Return every line from the one with "Target: cabinet drawer" through the one with "Label a point on each instance of the white refrigerator", inclusive, exactly as it appears below.
# # # #
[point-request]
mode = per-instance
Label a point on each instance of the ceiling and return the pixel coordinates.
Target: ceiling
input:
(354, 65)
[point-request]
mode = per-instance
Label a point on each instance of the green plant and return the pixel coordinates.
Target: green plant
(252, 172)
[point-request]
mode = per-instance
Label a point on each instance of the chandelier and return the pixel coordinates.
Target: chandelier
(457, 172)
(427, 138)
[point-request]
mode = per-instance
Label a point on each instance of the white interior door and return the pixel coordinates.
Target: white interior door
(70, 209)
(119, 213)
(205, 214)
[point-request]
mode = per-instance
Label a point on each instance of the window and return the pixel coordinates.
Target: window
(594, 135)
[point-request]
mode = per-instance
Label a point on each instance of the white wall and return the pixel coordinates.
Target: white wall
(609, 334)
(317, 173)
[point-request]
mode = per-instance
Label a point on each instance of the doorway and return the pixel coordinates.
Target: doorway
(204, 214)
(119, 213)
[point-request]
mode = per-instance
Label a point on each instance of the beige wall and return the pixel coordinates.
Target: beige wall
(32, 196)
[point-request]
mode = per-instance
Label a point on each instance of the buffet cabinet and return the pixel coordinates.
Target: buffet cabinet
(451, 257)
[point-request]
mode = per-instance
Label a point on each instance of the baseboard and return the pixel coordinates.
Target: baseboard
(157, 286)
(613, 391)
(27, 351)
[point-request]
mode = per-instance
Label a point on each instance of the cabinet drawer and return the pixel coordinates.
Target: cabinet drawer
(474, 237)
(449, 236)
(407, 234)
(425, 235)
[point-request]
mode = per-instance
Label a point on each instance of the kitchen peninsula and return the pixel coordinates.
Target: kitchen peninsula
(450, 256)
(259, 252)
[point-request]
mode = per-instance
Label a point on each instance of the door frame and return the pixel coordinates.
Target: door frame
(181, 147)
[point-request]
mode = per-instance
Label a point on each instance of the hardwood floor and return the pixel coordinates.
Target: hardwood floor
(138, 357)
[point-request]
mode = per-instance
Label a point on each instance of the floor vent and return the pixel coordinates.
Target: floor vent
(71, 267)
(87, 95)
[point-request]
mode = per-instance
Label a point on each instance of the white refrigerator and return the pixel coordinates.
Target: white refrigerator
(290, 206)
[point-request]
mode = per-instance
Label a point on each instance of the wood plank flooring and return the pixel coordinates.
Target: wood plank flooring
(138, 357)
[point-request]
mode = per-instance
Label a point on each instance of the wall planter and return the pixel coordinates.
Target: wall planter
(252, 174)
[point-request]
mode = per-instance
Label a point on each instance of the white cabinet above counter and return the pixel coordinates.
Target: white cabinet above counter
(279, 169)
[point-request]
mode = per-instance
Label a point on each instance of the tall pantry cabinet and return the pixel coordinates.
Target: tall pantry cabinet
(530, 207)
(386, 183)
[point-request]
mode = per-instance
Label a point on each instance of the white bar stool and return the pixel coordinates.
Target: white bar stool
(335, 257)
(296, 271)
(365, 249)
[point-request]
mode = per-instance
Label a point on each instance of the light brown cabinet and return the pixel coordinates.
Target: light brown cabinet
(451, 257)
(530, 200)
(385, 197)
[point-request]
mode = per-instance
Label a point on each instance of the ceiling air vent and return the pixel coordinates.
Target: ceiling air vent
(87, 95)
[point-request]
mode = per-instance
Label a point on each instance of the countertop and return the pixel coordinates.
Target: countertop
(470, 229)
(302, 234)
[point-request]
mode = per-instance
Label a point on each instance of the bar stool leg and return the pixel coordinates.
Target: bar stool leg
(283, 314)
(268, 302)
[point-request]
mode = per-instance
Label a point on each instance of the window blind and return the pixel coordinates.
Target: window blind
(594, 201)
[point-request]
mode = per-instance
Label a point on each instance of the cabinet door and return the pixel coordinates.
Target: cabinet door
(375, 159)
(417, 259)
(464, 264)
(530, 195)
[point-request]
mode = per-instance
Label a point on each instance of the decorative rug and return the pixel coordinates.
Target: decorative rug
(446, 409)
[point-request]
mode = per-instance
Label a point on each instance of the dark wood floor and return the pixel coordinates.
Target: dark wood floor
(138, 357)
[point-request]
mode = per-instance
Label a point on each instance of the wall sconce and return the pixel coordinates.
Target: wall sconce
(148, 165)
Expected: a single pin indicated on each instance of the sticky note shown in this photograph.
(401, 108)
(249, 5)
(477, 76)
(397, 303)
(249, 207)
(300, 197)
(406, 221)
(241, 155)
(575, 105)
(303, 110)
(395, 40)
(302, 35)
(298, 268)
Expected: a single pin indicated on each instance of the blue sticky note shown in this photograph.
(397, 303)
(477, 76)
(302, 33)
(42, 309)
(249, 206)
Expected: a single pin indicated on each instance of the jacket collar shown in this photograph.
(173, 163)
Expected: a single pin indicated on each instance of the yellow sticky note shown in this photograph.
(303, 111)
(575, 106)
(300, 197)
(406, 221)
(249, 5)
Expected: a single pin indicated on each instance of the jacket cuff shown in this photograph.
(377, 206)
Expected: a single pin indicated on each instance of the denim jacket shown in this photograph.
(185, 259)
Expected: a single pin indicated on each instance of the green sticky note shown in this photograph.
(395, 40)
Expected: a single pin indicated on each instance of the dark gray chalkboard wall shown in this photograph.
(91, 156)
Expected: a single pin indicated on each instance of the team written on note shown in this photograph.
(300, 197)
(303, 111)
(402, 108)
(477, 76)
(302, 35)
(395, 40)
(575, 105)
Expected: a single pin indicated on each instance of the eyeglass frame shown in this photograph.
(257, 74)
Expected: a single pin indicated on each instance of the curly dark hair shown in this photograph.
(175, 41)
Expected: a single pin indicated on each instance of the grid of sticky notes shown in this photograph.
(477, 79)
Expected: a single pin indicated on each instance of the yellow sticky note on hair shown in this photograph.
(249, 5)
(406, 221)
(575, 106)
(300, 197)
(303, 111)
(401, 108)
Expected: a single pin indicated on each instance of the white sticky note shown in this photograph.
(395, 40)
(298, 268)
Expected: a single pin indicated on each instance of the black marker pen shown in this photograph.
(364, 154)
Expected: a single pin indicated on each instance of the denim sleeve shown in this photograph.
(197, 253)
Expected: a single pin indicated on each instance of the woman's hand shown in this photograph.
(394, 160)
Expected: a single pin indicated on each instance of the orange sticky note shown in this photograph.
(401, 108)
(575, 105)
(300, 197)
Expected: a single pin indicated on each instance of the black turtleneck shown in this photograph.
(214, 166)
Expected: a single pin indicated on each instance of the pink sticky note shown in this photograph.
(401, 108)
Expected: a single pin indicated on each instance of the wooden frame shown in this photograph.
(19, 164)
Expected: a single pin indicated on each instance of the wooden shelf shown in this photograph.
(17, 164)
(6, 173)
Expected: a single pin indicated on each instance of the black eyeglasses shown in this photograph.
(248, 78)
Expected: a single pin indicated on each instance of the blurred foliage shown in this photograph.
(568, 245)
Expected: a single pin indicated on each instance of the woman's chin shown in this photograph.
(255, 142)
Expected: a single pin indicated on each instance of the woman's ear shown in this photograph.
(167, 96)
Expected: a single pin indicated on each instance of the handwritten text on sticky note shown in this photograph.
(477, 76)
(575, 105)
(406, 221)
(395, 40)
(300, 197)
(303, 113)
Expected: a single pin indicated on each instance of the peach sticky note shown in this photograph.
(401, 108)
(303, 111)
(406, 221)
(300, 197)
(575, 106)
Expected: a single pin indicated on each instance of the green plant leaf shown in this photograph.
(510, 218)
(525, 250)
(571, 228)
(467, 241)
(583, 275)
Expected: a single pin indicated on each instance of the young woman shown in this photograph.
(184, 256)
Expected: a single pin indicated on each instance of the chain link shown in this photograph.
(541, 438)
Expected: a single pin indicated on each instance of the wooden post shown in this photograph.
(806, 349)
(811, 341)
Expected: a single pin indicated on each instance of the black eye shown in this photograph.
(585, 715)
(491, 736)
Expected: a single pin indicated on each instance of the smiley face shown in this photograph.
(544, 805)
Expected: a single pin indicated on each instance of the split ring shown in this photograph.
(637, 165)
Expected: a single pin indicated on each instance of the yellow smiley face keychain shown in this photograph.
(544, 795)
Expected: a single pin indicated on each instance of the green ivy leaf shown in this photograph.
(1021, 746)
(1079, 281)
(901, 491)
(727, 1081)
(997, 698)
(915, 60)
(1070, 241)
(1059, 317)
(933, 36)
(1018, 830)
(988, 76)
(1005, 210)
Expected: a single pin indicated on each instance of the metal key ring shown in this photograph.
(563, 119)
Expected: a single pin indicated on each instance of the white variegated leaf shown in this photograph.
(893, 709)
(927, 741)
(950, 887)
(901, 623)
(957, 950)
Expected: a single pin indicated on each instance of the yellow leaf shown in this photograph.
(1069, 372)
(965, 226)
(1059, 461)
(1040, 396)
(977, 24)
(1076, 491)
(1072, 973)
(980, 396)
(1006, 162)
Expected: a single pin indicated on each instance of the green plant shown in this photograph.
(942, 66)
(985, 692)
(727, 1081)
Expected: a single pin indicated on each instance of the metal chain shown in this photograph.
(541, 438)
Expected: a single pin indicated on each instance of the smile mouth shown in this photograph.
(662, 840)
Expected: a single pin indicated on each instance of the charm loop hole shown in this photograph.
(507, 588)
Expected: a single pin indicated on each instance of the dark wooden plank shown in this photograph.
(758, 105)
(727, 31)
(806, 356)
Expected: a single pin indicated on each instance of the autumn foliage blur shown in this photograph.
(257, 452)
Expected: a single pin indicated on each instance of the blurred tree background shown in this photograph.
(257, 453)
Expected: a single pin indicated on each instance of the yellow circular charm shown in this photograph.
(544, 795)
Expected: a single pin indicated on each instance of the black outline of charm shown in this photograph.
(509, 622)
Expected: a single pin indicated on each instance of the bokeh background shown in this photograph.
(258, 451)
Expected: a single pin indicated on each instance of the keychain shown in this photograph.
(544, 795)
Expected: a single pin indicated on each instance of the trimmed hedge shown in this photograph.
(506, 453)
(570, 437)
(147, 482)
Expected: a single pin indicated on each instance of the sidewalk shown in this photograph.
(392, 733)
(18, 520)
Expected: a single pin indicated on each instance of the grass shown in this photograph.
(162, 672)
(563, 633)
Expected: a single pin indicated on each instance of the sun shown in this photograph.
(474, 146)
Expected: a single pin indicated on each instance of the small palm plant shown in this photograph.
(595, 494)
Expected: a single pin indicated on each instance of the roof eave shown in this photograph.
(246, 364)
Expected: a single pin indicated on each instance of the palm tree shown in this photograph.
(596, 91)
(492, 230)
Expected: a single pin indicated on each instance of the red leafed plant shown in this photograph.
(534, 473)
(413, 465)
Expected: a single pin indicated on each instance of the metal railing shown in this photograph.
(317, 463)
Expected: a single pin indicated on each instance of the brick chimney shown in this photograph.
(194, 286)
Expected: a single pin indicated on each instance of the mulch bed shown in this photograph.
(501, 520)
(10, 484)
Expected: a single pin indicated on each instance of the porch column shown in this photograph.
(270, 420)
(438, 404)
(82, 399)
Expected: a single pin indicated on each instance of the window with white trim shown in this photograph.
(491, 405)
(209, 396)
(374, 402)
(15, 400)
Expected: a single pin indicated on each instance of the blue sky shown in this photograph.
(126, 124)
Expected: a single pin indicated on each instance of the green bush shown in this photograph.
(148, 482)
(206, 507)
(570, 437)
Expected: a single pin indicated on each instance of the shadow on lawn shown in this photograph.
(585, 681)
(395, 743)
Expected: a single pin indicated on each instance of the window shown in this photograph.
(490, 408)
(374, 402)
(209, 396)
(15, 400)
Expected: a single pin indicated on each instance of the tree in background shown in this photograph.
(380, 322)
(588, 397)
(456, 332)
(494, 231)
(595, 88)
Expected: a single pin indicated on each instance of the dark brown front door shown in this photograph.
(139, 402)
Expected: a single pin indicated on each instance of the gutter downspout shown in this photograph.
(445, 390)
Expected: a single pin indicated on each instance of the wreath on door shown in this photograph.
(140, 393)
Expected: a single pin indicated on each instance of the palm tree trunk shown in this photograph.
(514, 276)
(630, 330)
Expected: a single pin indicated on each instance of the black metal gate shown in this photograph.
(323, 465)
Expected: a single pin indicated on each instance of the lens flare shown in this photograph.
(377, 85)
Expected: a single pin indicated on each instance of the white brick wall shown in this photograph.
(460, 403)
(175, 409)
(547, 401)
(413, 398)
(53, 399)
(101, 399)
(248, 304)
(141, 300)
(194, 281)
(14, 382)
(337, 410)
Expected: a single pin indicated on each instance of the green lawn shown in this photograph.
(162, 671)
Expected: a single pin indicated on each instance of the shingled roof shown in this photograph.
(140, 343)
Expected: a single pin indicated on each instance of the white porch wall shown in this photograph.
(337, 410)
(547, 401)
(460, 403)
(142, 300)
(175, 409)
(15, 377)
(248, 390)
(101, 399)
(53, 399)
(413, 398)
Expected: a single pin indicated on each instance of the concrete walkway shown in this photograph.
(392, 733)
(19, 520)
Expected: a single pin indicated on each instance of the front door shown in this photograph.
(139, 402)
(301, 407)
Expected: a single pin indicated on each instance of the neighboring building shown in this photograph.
# # # #
# Completed exercise:
Target: cabinet drawer
(474, 237)
(449, 236)
(407, 234)
(425, 235)
[point-request]
mode = per-instance
Label a point on each instance of the kitchen peninsula and return the pixel coordinates.
Target: kitchen peninsula
(450, 256)
(259, 252)
[point-request]
mode = per-instance
Label a point on each instance of the door frame and return the pixel coordinates.
Target: door frame
(181, 147)
[point-request]
mode = per-instance
Label a point on each instance of the hardwood floor and return the pixel coordinates.
Target: hardwood floor
(138, 357)
[point-request]
mode = per-instance
Label a point on each instance of the floor vent and return the pixel coordinates.
Target: floor vent
(71, 267)
(87, 95)
[point-request]
mode = per-instance
Label a point on each instance of the white refrigerator and return the pixel coordinates.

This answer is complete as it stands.